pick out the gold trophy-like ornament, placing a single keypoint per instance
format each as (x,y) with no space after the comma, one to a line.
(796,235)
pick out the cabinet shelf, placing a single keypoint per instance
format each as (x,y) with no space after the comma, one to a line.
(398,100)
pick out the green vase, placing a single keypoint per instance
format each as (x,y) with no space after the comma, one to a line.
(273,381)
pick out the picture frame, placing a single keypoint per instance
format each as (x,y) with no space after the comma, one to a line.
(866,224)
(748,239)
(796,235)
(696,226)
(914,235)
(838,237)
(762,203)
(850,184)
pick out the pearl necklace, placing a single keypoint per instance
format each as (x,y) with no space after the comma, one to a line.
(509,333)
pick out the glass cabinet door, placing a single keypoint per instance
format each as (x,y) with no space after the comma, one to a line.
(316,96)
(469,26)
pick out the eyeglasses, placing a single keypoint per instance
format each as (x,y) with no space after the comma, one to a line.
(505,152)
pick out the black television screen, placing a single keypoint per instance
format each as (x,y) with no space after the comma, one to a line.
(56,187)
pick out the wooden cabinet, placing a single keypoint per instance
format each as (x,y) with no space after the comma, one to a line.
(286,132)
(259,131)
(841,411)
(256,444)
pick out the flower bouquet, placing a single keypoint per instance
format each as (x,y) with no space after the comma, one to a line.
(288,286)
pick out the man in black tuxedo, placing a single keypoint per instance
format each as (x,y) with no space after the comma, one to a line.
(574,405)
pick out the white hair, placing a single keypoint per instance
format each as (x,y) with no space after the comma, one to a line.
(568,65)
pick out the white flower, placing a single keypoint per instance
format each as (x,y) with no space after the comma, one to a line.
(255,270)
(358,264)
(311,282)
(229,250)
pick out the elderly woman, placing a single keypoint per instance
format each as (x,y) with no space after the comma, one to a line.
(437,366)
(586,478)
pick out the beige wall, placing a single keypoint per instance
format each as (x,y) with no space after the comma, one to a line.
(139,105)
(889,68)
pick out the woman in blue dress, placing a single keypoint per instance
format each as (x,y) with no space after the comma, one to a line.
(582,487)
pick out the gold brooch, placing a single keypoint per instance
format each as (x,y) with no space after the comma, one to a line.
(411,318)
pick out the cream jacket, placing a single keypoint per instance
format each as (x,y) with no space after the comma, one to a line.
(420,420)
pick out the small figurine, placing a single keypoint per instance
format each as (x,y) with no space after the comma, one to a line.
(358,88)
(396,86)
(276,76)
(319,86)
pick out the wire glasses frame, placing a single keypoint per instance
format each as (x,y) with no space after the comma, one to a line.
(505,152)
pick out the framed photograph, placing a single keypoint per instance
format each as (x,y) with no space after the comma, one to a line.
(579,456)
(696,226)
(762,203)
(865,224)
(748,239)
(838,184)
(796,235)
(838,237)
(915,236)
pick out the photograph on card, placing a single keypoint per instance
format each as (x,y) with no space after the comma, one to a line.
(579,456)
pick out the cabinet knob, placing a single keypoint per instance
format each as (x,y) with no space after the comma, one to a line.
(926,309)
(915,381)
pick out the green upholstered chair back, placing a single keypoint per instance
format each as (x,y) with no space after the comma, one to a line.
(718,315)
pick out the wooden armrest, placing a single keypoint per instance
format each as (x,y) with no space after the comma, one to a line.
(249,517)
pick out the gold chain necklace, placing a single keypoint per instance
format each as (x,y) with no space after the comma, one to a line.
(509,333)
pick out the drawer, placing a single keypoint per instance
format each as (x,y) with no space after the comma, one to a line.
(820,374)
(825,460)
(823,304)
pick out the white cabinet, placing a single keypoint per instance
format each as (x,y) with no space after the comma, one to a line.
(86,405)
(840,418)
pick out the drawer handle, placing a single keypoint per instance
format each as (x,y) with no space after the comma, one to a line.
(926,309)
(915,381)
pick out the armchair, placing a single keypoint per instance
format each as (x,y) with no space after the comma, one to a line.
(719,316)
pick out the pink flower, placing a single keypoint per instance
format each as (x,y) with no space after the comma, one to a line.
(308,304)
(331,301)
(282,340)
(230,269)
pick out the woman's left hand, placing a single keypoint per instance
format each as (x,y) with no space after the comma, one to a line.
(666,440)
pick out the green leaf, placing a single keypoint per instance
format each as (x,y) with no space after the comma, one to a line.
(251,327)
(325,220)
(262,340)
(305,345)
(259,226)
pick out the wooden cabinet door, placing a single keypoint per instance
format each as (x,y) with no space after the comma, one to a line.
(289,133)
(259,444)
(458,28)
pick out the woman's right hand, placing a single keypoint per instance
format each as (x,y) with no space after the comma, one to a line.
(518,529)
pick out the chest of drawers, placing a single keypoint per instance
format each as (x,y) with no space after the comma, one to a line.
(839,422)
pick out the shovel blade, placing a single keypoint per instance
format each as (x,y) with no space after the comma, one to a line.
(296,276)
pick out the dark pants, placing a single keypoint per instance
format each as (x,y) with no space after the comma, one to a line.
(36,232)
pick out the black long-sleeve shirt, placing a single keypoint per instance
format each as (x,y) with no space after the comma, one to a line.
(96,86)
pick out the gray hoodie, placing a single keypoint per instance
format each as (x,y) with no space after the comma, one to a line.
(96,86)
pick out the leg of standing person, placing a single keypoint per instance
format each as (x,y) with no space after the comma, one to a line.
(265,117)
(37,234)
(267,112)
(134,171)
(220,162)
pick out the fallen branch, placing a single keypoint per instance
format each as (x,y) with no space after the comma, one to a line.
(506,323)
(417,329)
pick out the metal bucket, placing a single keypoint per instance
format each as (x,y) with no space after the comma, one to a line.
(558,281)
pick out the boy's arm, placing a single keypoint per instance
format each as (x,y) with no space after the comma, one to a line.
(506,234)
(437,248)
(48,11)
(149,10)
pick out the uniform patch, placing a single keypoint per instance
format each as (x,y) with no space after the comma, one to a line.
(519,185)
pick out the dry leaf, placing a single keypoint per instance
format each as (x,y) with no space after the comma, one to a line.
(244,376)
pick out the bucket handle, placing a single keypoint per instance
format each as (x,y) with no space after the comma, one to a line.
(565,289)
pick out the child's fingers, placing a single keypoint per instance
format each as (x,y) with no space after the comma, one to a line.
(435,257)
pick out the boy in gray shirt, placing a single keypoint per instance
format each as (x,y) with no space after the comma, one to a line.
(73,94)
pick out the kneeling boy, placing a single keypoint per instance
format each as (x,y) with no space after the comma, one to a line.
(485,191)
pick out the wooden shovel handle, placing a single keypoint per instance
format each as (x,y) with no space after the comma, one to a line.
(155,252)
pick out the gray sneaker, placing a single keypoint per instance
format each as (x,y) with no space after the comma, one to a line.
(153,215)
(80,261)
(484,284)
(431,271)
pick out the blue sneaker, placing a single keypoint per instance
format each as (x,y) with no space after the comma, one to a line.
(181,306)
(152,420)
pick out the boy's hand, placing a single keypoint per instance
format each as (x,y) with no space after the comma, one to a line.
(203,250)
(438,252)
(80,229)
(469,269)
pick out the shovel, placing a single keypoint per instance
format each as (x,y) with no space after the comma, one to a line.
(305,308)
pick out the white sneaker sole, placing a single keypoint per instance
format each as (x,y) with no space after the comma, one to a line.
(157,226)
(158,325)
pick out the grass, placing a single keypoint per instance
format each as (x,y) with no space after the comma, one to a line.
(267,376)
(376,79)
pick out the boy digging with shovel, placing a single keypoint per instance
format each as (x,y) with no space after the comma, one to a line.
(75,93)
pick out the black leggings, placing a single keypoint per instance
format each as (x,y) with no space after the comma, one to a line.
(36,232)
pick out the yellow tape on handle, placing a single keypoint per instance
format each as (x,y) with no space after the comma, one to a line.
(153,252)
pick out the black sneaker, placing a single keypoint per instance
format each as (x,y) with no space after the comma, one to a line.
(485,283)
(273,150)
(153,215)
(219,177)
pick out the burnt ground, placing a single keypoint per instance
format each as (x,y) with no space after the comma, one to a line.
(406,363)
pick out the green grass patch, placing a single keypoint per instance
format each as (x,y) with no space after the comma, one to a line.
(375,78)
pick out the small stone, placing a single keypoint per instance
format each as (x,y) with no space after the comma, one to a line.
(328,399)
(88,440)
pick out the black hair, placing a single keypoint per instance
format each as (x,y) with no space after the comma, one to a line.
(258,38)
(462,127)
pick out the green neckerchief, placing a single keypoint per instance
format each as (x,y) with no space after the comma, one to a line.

• _TASK_: Of the records above, copy each line that includes "leaf".

• _TASK SOLUTION_:
pick out the green leaf, placing a single keypoint per instance
pick out the dry leaf, placing a single keypoint per instance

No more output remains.